Material shown:
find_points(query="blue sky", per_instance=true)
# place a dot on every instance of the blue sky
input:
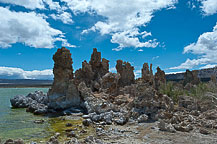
(173, 34)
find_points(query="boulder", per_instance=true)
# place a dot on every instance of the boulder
(191, 77)
(147, 74)
(159, 78)
(213, 78)
(63, 93)
(109, 83)
(163, 126)
(188, 102)
(92, 72)
(142, 118)
(126, 72)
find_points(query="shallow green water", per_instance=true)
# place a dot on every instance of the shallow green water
(17, 123)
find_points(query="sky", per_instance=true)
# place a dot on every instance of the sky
(173, 34)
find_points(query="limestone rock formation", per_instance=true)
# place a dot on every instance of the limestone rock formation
(148, 102)
(147, 74)
(63, 93)
(126, 72)
(191, 77)
(213, 78)
(109, 83)
(92, 72)
(159, 78)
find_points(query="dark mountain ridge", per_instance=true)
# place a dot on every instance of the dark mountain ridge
(203, 74)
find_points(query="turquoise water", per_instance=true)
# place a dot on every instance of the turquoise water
(17, 123)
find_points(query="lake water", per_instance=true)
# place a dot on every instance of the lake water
(17, 123)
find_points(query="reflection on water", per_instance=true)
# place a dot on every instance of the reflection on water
(17, 123)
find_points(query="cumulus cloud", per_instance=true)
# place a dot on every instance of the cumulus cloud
(65, 17)
(156, 57)
(209, 7)
(18, 73)
(30, 29)
(30, 4)
(137, 73)
(209, 66)
(35, 4)
(122, 18)
(205, 48)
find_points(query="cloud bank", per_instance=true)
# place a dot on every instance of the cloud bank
(18, 73)
(30, 29)
(205, 48)
(122, 19)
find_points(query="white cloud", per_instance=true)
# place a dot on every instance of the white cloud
(208, 66)
(18, 73)
(53, 5)
(65, 17)
(209, 7)
(175, 72)
(34, 4)
(205, 48)
(30, 4)
(113, 69)
(122, 18)
(30, 29)
(137, 73)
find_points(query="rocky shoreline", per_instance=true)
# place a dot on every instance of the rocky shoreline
(108, 101)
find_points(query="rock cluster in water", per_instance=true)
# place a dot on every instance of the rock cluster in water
(108, 98)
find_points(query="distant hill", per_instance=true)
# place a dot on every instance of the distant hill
(203, 74)
(25, 83)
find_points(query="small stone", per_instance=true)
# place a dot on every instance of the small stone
(9, 141)
(57, 135)
(39, 121)
(19, 141)
(142, 118)
(83, 131)
(204, 131)
(85, 116)
(71, 134)
(68, 130)
(87, 122)
(68, 125)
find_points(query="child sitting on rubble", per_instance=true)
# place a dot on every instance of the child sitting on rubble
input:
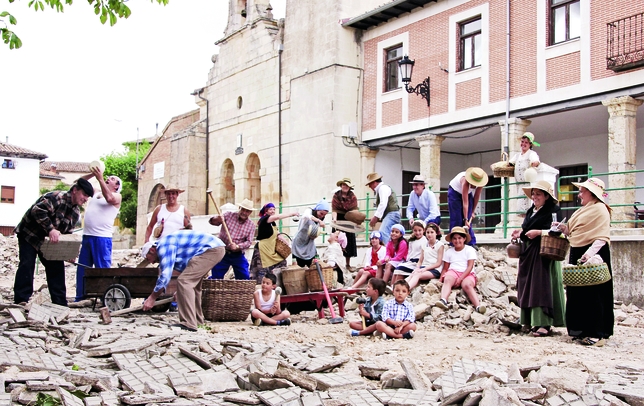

Task directions:
Reproduce the listing exactly. Leave its pictures out.

Response:
find_points(query="blue sky", per_instance=true)
# place a dot on every instance of the blue sky
input:
(173, 34)
find_points(query="boulder", per_instance=true)
# place a dot on every instance of the boulder
(191, 77)
(147, 74)
(159, 78)
(213, 78)
(63, 93)
(109, 83)
(163, 126)
(188, 102)
(92, 72)
(142, 118)
(126, 72)
find_points(query="shallow green water", per_instance=true)
# place a dot on every instance of the shallow green water
(17, 123)
find_points(query="sky", per_instance=true)
# place a dot on every instance of the sky
(173, 34)
find_points(query="limestone rock formation", per_instance=true)
# place a dot on every instance of the limestone rock formation
(148, 102)
(147, 74)
(63, 93)
(126, 72)
(191, 77)
(213, 78)
(109, 83)
(92, 72)
(159, 78)
find_points(query="dark mountain ridge", per_instance=true)
# place a dot on every instance of the dark mountain ridge
(203, 74)
find_points(query="turquoise water", per_instance=true)
# place a dot on every instance of the turquoise water
(17, 123)
find_points(query="lake water", per_instance=true)
# place a dot on every instance of the lake water
(17, 123)
find_points(query="reflection on water", per_instance=true)
# place a dot on every instance of the reflection on water
(17, 123)
find_points(query="cumulus cloud", per_instance=true)
# place a dot on every instance of the cumulus cloud
(65, 17)
(156, 57)
(209, 7)
(18, 73)
(30, 29)
(30, 4)
(137, 73)
(209, 66)
(35, 4)
(122, 18)
(205, 48)
find_points(query="cloud bank", per_instance=true)
# place a dot on every instance of the cloud bank
(18, 73)
(30, 29)
(205, 48)
(122, 19)
find_points(query="white cloud", per_instance=true)
# place a dot on every instance of the white cloud
(208, 66)
(18, 73)
(53, 5)
(65, 17)
(209, 7)
(175, 72)
(34, 4)
(205, 48)
(30, 4)
(113, 69)
(122, 18)
(30, 29)
(137, 73)
find_points(query="rocky shoreline", per_instance=true)
# place a dot on every instance of the rocky shoreline
(108, 101)
find_points(query="rock cluster in water", per_instance=true)
# place a dot on every instance of the rock cluster in water
(108, 98)
find_points(query="distant hill", per_instance=true)
# place a dot on every instance of the distant hill
(203, 74)
(25, 83)
find_points(query="small stone", per_instance=true)
# place a dot on every instance of the small stone
(9, 141)
(57, 135)
(39, 121)
(19, 141)
(142, 118)
(83, 131)
(204, 131)
(85, 116)
(71, 134)
(68, 130)
(87, 122)
(68, 125)
find_points(query="child sitting on rubble", per_instance=true)
# place a dot on every instance of the child sitting on rubble
input:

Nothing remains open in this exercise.